TASK OBJECTIVE » Can you set out the records, from the line containing "Detect each grass lawn in the image above." through the end of the records, as a Markdown table with the columns Row and Entry, where Row numbers each line and Entry holds that line, skipping blank lines?

* start *

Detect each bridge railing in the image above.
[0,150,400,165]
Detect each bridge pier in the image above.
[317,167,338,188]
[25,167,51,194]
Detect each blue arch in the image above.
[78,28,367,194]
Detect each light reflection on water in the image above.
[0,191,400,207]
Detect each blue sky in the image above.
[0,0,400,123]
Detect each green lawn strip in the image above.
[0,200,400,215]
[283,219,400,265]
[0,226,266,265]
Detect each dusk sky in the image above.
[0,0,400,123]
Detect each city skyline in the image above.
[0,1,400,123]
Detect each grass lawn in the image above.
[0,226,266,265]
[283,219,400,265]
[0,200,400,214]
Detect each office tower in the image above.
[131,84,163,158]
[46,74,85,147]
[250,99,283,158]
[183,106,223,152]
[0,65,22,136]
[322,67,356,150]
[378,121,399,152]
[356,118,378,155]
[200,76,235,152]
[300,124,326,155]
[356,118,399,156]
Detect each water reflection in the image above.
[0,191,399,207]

* end *

WRITTEN SOLUTION »
| Row | Entry |
|---|---|
| 1 | Detect each grass lawn in the image above. |
| 2 | [0,226,266,265] |
| 3 | [283,219,400,265] |
| 4 | [0,200,400,214] |
| 5 | Detect each office tower in the image above. |
| 6 | [131,84,163,158] |
| 7 | [46,74,85,147] |
| 8 | [250,99,283,158] |
| 9 | [183,106,223,152] |
| 10 | [0,65,22,136] |
| 11 | [322,67,356,150] |
| 12 | [378,121,399,152] |
| 13 | [356,118,378,155] |
| 14 | [200,76,235,152] |
| 15 | [300,124,326,155] |
| 16 | [356,118,399,156] |
| 17 | Detect each water reflection in the image above. |
| 18 | [0,191,399,207] |